Datensatzauszüge mit Begrenzungsrahmen:
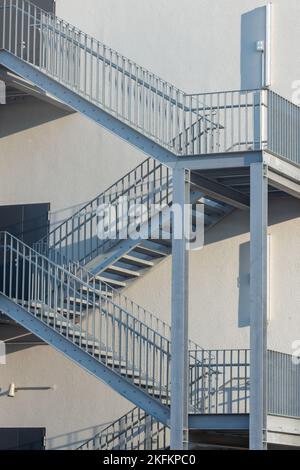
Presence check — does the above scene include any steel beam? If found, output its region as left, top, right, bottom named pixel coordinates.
left=0, top=293, right=170, bottom=425
left=170, top=169, right=190, bottom=450
left=268, top=171, right=300, bottom=199
left=191, top=173, right=250, bottom=209
left=0, top=76, right=6, bottom=104
left=0, top=49, right=178, bottom=166
left=0, top=67, right=74, bottom=114
left=250, top=163, right=268, bottom=450
left=172, top=150, right=263, bottom=170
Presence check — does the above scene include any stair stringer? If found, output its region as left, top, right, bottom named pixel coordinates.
left=83, top=191, right=204, bottom=276
left=0, top=49, right=178, bottom=167
left=0, top=293, right=170, bottom=425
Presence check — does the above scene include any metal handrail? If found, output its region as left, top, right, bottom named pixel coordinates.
left=35, top=158, right=172, bottom=264
left=0, top=232, right=211, bottom=409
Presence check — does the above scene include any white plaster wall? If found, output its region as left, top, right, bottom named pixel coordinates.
left=127, top=198, right=300, bottom=354
left=56, top=0, right=300, bottom=97
left=0, top=0, right=300, bottom=447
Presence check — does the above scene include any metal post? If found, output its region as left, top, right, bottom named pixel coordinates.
left=171, top=169, right=190, bottom=450
left=250, top=163, right=268, bottom=450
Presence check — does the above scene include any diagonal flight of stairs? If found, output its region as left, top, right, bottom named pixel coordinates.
left=0, top=0, right=262, bottom=164
left=77, top=408, right=170, bottom=450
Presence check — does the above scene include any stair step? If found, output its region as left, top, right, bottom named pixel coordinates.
left=82, top=286, right=113, bottom=297
left=104, top=264, right=141, bottom=278
left=37, top=312, right=169, bottom=397
left=121, top=255, right=154, bottom=268
left=95, top=273, right=126, bottom=287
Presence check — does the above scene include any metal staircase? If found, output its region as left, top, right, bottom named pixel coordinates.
left=77, top=408, right=169, bottom=450
left=0, top=232, right=214, bottom=424
left=0, top=0, right=263, bottom=448
left=35, top=158, right=232, bottom=290
left=0, top=0, right=263, bottom=167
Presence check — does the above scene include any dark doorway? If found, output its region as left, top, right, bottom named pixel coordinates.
left=0, top=428, right=46, bottom=450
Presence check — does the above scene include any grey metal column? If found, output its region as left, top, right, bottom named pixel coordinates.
left=250, top=163, right=268, bottom=450
left=170, top=169, right=190, bottom=450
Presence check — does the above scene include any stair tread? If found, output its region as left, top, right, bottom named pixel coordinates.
left=121, top=254, right=154, bottom=268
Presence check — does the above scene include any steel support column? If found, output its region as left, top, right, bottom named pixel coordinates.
left=250, top=163, right=268, bottom=450
left=170, top=169, right=190, bottom=450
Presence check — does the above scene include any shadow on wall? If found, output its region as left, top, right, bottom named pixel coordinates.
left=0, top=97, right=71, bottom=139
left=240, top=7, right=266, bottom=90
left=238, top=242, right=250, bottom=328
left=46, top=421, right=116, bottom=450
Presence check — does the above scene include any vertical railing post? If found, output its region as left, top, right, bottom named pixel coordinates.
left=250, top=163, right=268, bottom=450
left=171, top=169, right=190, bottom=450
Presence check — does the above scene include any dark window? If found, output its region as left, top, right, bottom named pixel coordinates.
left=31, top=0, right=55, bottom=13
left=0, top=204, right=50, bottom=300
left=0, top=428, right=46, bottom=450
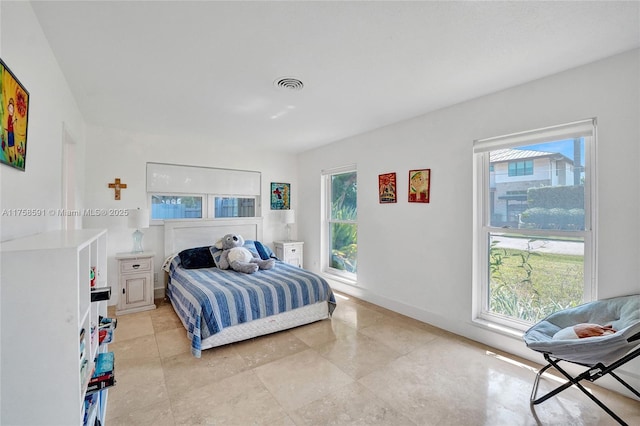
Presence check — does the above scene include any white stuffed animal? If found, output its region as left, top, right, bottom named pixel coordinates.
left=215, top=234, right=275, bottom=274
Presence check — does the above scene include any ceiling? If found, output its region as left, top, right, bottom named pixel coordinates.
left=32, top=1, right=640, bottom=152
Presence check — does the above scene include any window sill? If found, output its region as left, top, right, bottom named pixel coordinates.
left=472, top=318, right=524, bottom=340
left=322, top=271, right=358, bottom=287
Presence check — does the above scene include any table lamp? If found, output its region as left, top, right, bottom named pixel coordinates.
left=129, top=209, right=149, bottom=253
left=284, top=210, right=296, bottom=241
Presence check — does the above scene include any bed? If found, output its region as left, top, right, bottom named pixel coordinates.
left=163, top=218, right=335, bottom=357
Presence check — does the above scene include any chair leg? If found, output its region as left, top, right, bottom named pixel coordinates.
left=530, top=354, right=637, bottom=426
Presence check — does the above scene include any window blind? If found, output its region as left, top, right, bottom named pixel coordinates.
left=147, top=163, right=261, bottom=196
left=473, top=118, right=596, bottom=153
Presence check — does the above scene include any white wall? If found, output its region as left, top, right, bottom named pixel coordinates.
left=83, top=125, right=299, bottom=303
left=298, top=50, right=640, bottom=392
left=0, top=2, right=84, bottom=241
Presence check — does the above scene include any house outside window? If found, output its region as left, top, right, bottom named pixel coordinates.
left=151, top=194, right=204, bottom=220
left=323, top=166, right=358, bottom=281
left=474, top=120, right=596, bottom=330
left=509, top=160, right=533, bottom=176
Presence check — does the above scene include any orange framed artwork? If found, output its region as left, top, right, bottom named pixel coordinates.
left=0, top=59, right=29, bottom=171
left=378, top=173, right=398, bottom=204
left=409, top=169, right=431, bottom=203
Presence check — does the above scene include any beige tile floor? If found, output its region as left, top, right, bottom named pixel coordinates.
left=106, top=298, right=640, bottom=426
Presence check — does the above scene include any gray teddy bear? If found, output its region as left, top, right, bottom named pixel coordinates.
left=215, top=234, right=276, bottom=274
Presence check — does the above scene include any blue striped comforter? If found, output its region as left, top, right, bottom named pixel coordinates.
left=167, top=256, right=335, bottom=357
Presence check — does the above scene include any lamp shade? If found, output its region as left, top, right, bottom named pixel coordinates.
left=129, top=209, right=149, bottom=229
left=283, top=210, right=296, bottom=224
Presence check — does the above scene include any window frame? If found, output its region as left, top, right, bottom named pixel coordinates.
left=472, top=118, right=598, bottom=332
left=321, top=164, right=358, bottom=284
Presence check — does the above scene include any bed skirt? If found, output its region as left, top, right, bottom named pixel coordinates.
left=172, top=301, right=330, bottom=350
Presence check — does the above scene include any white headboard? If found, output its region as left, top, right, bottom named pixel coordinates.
left=164, top=217, right=262, bottom=257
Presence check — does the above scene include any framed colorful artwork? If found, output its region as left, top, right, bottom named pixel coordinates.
left=0, top=59, right=29, bottom=171
left=409, top=169, right=431, bottom=203
left=271, top=182, right=291, bottom=210
left=378, top=173, right=398, bottom=204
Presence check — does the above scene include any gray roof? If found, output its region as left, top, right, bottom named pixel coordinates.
left=489, top=148, right=573, bottom=164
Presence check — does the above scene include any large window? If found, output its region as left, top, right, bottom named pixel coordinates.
left=474, top=120, right=595, bottom=330
left=324, top=167, right=358, bottom=281
left=147, top=163, right=261, bottom=221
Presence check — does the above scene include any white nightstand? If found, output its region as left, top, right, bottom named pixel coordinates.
left=116, top=251, right=156, bottom=315
left=273, top=241, right=304, bottom=268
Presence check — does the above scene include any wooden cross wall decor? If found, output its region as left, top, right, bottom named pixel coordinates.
left=109, top=178, right=127, bottom=200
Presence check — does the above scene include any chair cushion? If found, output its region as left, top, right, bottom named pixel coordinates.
left=524, top=294, right=640, bottom=365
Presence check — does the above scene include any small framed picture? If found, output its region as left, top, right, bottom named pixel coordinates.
left=378, top=173, right=398, bottom=204
left=409, top=169, right=431, bottom=203
left=0, top=59, right=29, bottom=172
left=271, top=182, right=291, bottom=210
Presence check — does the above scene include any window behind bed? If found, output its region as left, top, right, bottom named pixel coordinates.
left=147, top=163, right=261, bottom=221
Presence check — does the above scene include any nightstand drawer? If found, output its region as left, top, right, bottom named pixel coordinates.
left=284, top=247, right=301, bottom=257
left=120, top=258, right=151, bottom=274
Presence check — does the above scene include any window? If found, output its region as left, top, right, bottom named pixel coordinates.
left=151, top=195, right=203, bottom=219
left=147, top=163, right=261, bottom=220
left=474, top=120, right=595, bottom=330
left=324, top=166, right=358, bottom=281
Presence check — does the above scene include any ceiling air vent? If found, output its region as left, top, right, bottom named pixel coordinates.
left=273, top=77, right=304, bottom=90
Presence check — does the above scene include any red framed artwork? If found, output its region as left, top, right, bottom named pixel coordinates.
left=378, top=173, right=398, bottom=204
left=409, top=169, right=431, bottom=203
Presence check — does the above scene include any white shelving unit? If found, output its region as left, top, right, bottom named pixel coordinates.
left=0, top=229, right=107, bottom=425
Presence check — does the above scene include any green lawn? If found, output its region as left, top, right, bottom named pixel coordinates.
left=489, top=247, right=584, bottom=322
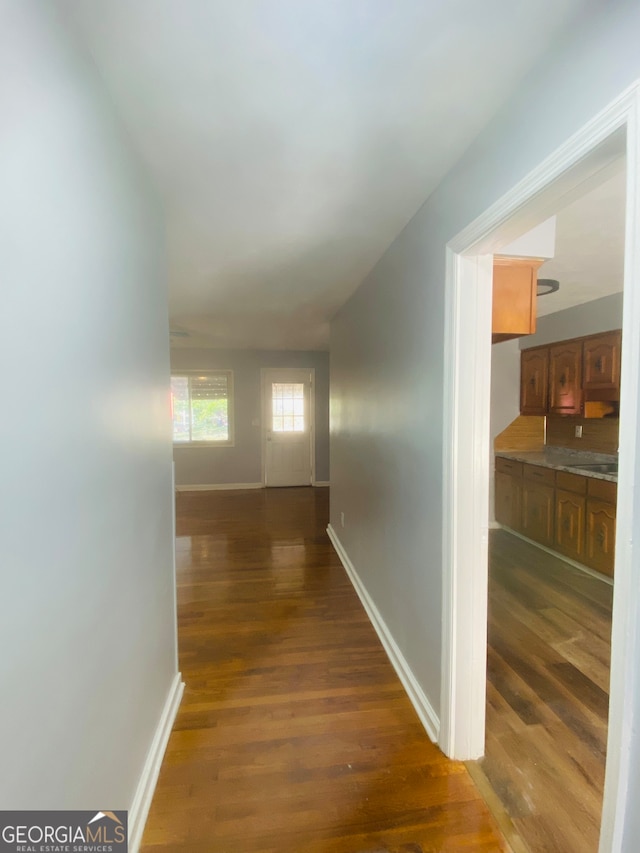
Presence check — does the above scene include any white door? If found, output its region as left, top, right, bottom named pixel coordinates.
left=262, top=368, right=313, bottom=486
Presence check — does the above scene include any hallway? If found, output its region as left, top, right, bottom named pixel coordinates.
left=141, top=488, right=508, bottom=853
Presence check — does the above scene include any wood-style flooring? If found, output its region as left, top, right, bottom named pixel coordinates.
left=470, top=530, right=613, bottom=853
left=141, top=488, right=508, bottom=853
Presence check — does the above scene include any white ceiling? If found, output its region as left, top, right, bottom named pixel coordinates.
left=537, top=160, right=625, bottom=317
left=56, top=0, right=584, bottom=349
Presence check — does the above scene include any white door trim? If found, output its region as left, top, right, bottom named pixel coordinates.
left=440, top=82, right=640, bottom=853
left=260, top=367, right=316, bottom=487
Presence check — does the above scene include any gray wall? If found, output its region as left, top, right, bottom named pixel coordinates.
left=171, top=347, right=329, bottom=486
left=0, top=0, right=176, bottom=809
left=489, top=339, right=520, bottom=523
left=331, top=0, right=640, bottom=851
left=520, top=293, right=622, bottom=349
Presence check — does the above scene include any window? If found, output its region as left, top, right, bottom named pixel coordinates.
left=271, top=382, right=304, bottom=432
left=171, top=370, right=233, bottom=445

> _Kurze Übung_: Gib alle Zeilen im Abschnitt von der Zeile mit „Presence check — does the above scene include any red“ bis einschließlich der Zeile mit „left=262, top=368, right=313, bottom=486“ vollständig wieder und verschiebe dabei jede Pixelkoordinate in den Antworten um -139. Die Bilder lässt du in deiner Ausgabe weg.

> _Ergebnis der Übung_:
Presence check — does the above scene include any red framed artwork? If found, output its region as left, top, right, bottom named pixel coordinates.
left=239, top=34, right=259, bottom=65
left=270, top=30, right=292, bottom=64
Presence check — does the above scene include any white shelving unit? If found, output its region as left, top, right, bottom named pixel coordinates.
left=-139, top=90, right=-32, bottom=286
Presence check — does the above scene include any green lawn? If found, output its region as left, top, right, bottom named pixel coordinates.
left=350, top=108, right=445, bottom=183
Presence check — does the above scene include any white door? If found, output its region as left, top, right, bottom named pixel coordinates.
left=123, top=229, right=174, bottom=347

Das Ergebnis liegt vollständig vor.